[gmx-developers] Re: Coulomb decoupling?

Fri May 3 02:24:22 CEST 2013

Berk (and all),

On Thu, May 2, 2013 at 12:54 PM, Berk Hess <hess at kth.se> wrote:

>  This is all describes in the manual, AFAIK.
>
> Sorry there was some overlap. I hadn't found the discussion I'll cite
below yet.

>  On 05/02/2013 09:44 PM, David Mobley wrote:
>
> Right, what I'm asking about is
> A) how exactly is this end result achieved? (The system is periodic, so
> how is the periodicity removed for the end state?)
>
> The periodicity of intra-molecular interactions is always removed.
> These interactions are excluded from PME and added directly as listed
> pairs.
>

The manual says this: "All intra-molecular non-bonded interactions for
moleculetype couple-moltype are replaced by exclusions and explicit pair
interactions. In this manner the decou- pled state of the molecule
corresponds to the proper vacuum state without periodicity effects. "

**What to produce:**
Edit the Coulomb decoupling thread starting at "[gmx-developers] Re: Coulomb" and ending at "the manual, AFAIK.", changing "manual" to "documentation" throughout, and give that stretch back.

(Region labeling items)
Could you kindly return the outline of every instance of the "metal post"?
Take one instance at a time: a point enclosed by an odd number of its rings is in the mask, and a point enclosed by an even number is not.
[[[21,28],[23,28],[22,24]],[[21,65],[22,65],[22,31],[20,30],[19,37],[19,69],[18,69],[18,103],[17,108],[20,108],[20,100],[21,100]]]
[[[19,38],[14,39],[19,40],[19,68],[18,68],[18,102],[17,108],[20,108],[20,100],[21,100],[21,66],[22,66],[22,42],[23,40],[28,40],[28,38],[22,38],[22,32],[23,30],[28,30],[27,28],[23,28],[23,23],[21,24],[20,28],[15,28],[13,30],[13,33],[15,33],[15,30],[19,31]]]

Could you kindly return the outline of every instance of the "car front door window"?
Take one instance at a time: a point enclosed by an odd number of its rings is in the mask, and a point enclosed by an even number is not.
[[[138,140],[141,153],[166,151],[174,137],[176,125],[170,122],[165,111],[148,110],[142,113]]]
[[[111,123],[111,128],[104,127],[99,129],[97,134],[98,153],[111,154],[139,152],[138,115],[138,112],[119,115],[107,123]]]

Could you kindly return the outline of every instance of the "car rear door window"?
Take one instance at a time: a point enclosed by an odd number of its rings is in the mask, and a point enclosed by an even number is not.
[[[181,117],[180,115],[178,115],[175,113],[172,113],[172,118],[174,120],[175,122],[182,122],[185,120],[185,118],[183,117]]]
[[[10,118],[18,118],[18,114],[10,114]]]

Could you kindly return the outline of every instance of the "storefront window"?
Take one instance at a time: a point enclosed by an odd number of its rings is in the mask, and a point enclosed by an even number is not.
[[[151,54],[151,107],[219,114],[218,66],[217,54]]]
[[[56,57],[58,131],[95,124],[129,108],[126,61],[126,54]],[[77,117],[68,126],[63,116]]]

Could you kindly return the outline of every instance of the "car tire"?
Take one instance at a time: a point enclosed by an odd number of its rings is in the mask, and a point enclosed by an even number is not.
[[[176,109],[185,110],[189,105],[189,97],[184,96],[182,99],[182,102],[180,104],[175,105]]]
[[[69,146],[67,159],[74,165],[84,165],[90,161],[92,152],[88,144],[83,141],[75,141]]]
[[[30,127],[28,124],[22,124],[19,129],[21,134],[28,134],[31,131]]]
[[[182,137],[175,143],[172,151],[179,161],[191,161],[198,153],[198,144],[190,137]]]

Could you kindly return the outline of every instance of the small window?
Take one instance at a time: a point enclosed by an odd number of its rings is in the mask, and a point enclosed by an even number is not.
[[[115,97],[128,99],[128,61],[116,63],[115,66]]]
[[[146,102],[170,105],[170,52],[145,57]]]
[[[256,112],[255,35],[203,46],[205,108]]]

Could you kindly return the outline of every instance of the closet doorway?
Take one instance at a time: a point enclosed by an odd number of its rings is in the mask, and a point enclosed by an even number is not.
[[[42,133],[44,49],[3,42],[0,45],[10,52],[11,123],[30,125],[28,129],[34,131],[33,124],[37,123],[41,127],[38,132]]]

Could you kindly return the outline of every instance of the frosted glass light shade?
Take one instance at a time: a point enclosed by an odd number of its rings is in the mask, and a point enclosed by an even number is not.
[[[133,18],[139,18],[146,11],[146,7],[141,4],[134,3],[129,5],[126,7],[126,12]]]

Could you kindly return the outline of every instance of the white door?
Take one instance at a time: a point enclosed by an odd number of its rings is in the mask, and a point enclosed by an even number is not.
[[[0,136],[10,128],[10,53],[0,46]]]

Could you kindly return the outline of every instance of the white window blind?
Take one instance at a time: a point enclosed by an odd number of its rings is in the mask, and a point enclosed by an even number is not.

**Task response:**
[gmx-developers] Re: Coulomb decoupling?

Fri May 3 02:24:22 CEST 2013

Berk (and all),

On Thu, May 2, 2013 at 12:54 PM, Berk Hess <hess at kth.se> wrote:

>  This is all describes in the documentation, AFAIK.